From: Peter Staubach <staubach@redhat.com>
Subject: Re: [PATCH][RFC] NFS: Improving the access cache
Date: Wed, 26 Apr 2006 13:01:58 -0400
Message-ID: <444FA786.90606@redhat.com>
References: <444EC96B.80400@RedHat.com>	 <1146056601.8177.34.camel@lade.trondhjem.org> <444F7250.2070200@redhat.com>	 <1146060112.8177.72.camel@lade.trondhjem.org> <444F8096.2070308@redhat.com> <1146066250.8474.18.camel@lade.trondhjem.org>
Mime-Version: 1.0
Content-Type: text/plain; charset=ISO-8859-1; format=flowed
Cc: Steve Dickson <SteveD@redhat.com>, nfs@lists.sourceforge.net,
	linux-fsdevel@vger.kernel.org
Return-path: <linux-fsdevel-owner@vger.kernel.org>
To: Trond Myklebust <trond.myklebust@fys.uio.no>
In-Reply-To: <1146066250.8474.18.camel@lade.trondhjem.org>
Sender: linux-fsdevel-owner@vger.kernel.org
List-ID: <nfs.lists.sourceforge.net>

Trond Myklebust wrote:

>On Wed, 2006-04-26 at 10:15 -0400, Peter Staubach wrote:
>  
>
>>>What situations? AFAIA the number of processes in a typical setup are
>>>almost always far smaller than the number of cached inodes.
>>>
>>> 
>>>
>>>      
>>>
>>The situation that doesn't scale is one where there are many different
>>users on the system.  It is the situation where there are more then just
>>a few users per file.  This can happen on compute servers or systems
>>used for timesharing sorts of purposes.
>>    
>>
>
>Yes, but the number of users <= number of processes which even on those
>systems is almost always much, much less than the number of cached
>inodes.
>
>  
>

There isn't a 1-to-1 correspondence between processes and files.  A single
process accesses many different files and many of the processes will be
accessing the same files.  Shared libraries are easy examples of files
which are accessed by multiple processes and processes themselves access
multiple shared libraries.

>>>For instance on my laptop, I'm currently running 146 processes, but
>>>according to /proc/slabinfo I'm caching 330000 XFS inodes + 141500 ext3
>>>inodes.
>>>If I were to assume that a typical nfsroot system will show roughly the
>>>same behaviour, then it would mean that a typical bucket in Steve's 256
>>>hash entry table will contain at least 2000 entries that I need to
>>>search through every time I want to do an access call.
>>>
>>>      
>>>
>>For such a system, there needs to be more than 256 hash buckets.  The number
>>of the access cache hash buckets needs to be on scale with the number of 
>>hash
>>buckets used for similarly sized caches and tables.
>>    
>>
>
>The inode cache is the only similarly sized cache I can think of.
>
>That is set either by the user, or it takes a default value of (total
>memory size) / 2^14 buckets (see alloc_large_system_hash). On a 1Gb
>system, that makes the default hash table size ~ 65536 entries. I can't
>see people wanting to put up with a 256K static hash table for access
>caching too.
>
>  
>

I think that if the performance benefits warrant such a cache, then it is
worth it.  It is a very small percentage of the real memory on the system.

Previous, informal, studies showed that caching access privileges like
this was good at short circuiting 90%+ of access calls.

However, we could always divide this further when sizing the access
cache.  If we assume that 1/2 or 1/4 or some percentage of the files
accessed will be on NFS mounted file systems, then the access cache just
needs to be based on the number of NFS inodes, not the total number of
inodes.

>Furthermore, note that the inode cache is only searched when
>initialising a dentry. It is not searched on _every_ traversal of a path
>element.
>

Very true, which points out the importance of getting the access to the 
access
cache correct and fast.  The number of entries in the access cache will 
be at
least the number of NFS inodes in the system and could be much higher 
depending
upon whether the system is single-user, desktop style system, or a 
multi-user
shared system.  The key to making this cache cheap is to make the hash 
algorithm
cheap and keeping the hash chains short.

       ps
-=-=-
TO BE DONE
A – In the access cache thread, condense the paragraph that begins "There isn't a 1-to-1 correspondence" while keeping its main facts.
B – Reproduce word for word the stretch of the access cache thread from "Very true, which" through "hash chains short.".
Rely only on the access cache thread when doing what follows.

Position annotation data
-=-=-
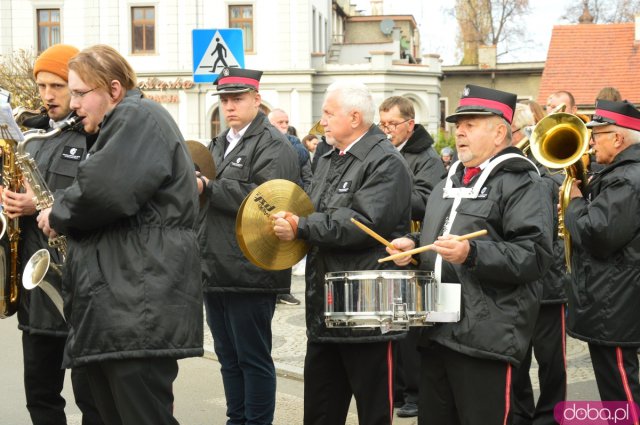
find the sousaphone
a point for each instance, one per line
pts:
(254, 225)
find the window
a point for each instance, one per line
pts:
(241, 16)
(48, 28)
(143, 29)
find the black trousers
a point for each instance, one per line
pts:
(456, 389)
(407, 369)
(134, 391)
(335, 372)
(616, 372)
(44, 379)
(549, 346)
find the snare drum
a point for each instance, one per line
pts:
(390, 299)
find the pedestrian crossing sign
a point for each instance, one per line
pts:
(215, 49)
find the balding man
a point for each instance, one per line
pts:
(491, 187)
(362, 177)
(605, 236)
-=-=-
FULL SOLUTIONS
A – Processes and files do not map one to one. A single process uses many files, and many processes use the same files. Shared libraries show this: several processes access each library, and each process accesses several libraries.

B –
Very true, which points out the importance of getting the access to the 
access
cache correct and fast.  The number of entries in the access cache will 
be at
least the number of NFS inodes in the system and could be much higher 
depending
upon whether the system is single-user, desktop style system, or a 
multi-user
shared system.  The key to making this cache cheap is to make the hash 
algorithm
cheap and keeping the hash chains short.